• _Problem details_
Exactly reproduce the lines from the line that has "of the front" down to the last line of the entries, inclusive.

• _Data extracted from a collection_
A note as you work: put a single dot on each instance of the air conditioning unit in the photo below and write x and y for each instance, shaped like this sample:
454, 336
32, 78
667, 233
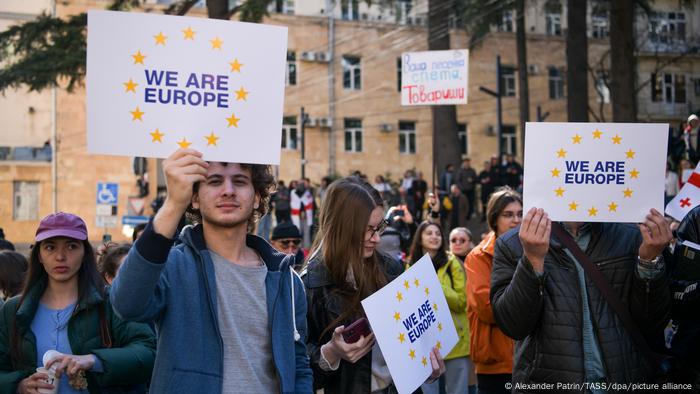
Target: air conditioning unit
323, 57
308, 56
325, 122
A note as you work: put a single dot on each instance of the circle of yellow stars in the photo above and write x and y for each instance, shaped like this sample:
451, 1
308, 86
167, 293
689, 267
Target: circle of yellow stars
407, 285
576, 140
188, 34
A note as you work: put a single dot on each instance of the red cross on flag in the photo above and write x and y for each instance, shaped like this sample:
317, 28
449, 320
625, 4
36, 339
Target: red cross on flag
687, 199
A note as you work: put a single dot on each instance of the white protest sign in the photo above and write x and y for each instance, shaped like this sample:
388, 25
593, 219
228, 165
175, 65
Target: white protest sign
595, 172
409, 317
434, 77
156, 83
688, 197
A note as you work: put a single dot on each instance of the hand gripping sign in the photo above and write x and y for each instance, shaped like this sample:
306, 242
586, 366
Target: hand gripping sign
595, 172
409, 317
157, 83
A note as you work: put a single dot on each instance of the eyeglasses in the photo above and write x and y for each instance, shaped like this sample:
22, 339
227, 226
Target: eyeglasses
511, 215
286, 242
379, 229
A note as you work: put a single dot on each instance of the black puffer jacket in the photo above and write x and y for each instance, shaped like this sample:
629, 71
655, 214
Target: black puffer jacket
544, 315
324, 308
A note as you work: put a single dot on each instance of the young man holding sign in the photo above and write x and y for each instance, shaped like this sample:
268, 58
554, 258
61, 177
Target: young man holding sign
229, 309
569, 337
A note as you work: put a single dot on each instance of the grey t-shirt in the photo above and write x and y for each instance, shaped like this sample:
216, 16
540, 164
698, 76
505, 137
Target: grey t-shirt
243, 321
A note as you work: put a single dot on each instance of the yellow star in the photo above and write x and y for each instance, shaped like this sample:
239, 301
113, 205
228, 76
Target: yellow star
233, 120
241, 94
189, 33
138, 57
211, 139
235, 65
157, 136
137, 114
216, 43
160, 38
184, 143
130, 86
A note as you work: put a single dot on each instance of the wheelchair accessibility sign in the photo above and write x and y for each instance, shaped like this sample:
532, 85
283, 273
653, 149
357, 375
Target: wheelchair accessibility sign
107, 193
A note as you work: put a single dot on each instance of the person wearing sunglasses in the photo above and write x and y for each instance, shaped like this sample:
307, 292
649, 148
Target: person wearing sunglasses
286, 238
344, 268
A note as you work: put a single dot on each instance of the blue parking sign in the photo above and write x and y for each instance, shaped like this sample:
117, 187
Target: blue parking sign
107, 193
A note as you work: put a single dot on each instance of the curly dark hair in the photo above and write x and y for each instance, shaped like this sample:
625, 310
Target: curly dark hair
263, 184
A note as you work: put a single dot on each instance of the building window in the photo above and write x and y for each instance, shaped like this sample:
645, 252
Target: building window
284, 7
289, 132
508, 139
667, 27
602, 87
407, 137
351, 73
353, 135
398, 74
556, 84
553, 18
507, 21
507, 81
26, 201
349, 10
599, 26
463, 138
668, 88
291, 78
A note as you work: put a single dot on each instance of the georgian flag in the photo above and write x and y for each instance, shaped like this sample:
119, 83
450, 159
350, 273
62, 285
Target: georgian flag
687, 199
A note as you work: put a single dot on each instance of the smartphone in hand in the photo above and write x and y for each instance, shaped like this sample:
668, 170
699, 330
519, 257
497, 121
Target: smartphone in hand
357, 329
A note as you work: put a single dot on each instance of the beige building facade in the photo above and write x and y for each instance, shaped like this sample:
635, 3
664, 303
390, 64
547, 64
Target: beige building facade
345, 73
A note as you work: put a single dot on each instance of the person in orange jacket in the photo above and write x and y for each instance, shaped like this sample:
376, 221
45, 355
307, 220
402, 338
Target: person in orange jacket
491, 349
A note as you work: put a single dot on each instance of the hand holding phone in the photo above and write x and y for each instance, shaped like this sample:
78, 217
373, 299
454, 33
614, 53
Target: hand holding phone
359, 328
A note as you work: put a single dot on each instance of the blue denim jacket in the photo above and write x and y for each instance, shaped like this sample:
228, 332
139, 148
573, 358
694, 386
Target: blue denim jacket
175, 286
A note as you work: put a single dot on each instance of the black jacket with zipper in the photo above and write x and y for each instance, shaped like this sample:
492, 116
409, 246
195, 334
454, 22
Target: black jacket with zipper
324, 308
544, 314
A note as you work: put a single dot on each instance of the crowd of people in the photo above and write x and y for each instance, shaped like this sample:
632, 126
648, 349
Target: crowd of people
537, 305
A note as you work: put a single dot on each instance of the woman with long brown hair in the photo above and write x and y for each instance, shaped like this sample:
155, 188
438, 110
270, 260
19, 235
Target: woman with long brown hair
492, 350
343, 269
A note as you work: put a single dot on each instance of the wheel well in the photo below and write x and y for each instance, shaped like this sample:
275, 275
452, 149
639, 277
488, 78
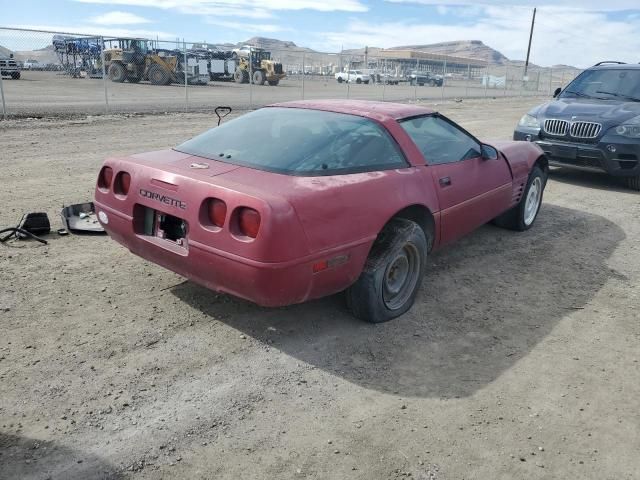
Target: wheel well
423, 217
543, 163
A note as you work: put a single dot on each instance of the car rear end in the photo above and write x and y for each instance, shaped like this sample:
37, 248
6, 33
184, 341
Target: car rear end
173, 210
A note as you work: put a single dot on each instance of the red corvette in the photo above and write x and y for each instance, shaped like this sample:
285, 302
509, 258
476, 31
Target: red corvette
305, 199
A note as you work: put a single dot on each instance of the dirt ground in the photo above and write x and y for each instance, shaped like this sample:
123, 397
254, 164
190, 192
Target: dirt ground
38, 94
519, 359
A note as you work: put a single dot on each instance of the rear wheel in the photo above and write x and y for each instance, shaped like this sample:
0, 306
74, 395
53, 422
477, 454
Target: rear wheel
132, 78
117, 72
259, 77
240, 76
633, 182
158, 75
389, 283
523, 215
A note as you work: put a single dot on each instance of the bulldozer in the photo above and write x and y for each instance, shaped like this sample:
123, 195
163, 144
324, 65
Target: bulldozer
133, 61
257, 63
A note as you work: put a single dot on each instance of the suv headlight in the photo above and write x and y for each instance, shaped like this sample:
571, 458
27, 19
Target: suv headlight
630, 128
529, 121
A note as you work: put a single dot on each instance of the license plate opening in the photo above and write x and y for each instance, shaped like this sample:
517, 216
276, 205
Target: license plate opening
165, 226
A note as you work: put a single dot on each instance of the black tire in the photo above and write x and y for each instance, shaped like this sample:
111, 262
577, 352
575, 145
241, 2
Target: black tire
158, 75
240, 76
259, 77
516, 218
633, 182
401, 244
117, 72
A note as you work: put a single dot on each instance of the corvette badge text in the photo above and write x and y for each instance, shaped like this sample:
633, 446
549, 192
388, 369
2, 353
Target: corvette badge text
174, 202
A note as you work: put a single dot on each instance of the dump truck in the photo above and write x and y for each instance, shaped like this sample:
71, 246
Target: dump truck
257, 63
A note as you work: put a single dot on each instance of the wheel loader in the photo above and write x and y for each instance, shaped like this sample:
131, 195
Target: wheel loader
262, 68
133, 61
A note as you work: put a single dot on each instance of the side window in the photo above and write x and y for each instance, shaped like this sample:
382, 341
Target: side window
440, 141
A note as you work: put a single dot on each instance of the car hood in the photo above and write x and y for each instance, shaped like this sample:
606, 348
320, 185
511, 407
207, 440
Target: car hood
607, 112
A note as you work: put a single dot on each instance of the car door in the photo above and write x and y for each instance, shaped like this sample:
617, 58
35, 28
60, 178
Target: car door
472, 188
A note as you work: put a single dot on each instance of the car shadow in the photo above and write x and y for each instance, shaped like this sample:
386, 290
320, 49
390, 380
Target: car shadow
28, 458
595, 180
485, 302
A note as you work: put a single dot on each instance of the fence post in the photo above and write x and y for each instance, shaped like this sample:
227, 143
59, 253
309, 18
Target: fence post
444, 77
186, 81
506, 76
4, 107
104, 77
251, 78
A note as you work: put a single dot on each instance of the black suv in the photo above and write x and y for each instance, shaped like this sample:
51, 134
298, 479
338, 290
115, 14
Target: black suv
593, 124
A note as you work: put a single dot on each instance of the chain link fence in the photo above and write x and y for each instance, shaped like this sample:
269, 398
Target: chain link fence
60, 73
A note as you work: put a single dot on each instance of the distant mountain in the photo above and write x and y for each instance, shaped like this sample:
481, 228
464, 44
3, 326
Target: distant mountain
466, 48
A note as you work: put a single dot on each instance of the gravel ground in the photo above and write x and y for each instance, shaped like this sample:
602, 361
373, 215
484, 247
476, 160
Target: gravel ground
518, 360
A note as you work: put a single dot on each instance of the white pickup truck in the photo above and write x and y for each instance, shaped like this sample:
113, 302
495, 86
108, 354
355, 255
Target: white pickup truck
353, 76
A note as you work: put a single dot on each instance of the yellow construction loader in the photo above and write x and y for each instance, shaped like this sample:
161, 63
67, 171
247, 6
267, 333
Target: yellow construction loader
257, 63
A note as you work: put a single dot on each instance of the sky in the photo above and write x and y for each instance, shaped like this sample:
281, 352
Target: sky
566, 32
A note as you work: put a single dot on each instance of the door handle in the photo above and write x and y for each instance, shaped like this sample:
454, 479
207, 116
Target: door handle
445, 181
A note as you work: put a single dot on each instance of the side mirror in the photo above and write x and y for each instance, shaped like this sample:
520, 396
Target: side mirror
489, 153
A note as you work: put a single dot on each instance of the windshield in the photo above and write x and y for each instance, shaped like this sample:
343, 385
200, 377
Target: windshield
299, 142
605, 84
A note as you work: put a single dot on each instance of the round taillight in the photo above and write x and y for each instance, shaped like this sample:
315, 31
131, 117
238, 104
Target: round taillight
249, 222
122, 183
105, 177
216, 211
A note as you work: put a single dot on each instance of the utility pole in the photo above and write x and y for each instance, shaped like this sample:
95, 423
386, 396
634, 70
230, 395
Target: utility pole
526, 63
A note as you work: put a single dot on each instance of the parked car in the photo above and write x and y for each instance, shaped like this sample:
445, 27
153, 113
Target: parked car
425, 78
593, 124
9, 67
353, 76
306, 199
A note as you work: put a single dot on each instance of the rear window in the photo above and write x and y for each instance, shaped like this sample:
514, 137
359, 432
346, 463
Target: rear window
297, 141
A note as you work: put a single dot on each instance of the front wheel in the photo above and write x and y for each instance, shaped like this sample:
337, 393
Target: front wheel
391, 278
524, 214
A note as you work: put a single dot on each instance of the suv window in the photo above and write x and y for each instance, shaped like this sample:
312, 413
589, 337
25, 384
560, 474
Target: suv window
298, 141
440, 141
605, 83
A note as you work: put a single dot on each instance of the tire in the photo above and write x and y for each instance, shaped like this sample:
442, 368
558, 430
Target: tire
378, 295
240, 76
524, 214
259, 77
117, 73
633, 182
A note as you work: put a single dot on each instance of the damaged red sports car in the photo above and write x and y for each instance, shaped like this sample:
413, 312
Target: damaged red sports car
305, 199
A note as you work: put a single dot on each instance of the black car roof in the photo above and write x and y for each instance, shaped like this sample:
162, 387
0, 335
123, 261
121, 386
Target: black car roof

• _Response below_
A note as you work: put a single dot on each instance of the front wheel in the photo above and write x and y for each instance, shaped like this sample:
337, 393
Target: front wheel
391, 278
524, 214
A note as you work: put a single dot on each instance of the suv window in the photo above and write x and y for each instance, shaped like this sample:
312, 413
589, 337
25, 384
560, 474
Target: suv window
298, 141
440, 141
605, 83
A note as you work: put a single dot on each instance of the tire in the photo above and write x and y for each instance, shaped like this sample:
442, 368
558, 430
Target: tire
378, 295
240, 76
524, 214
259, 77
117, 73
633, 182
A note as you work: put a single dot on each instance of the damaged red sports car in the photo above and write x and y for each instance, shaped like this sample:
413, 312
Target: damaged red sports car
305, 199
A note as you work: put a single dot on each instance of the black car roof in the photo above and write x and y for each instance, shaped like this sample:
162, 387
0, 335
123, 261
121, 386
Target: black car roof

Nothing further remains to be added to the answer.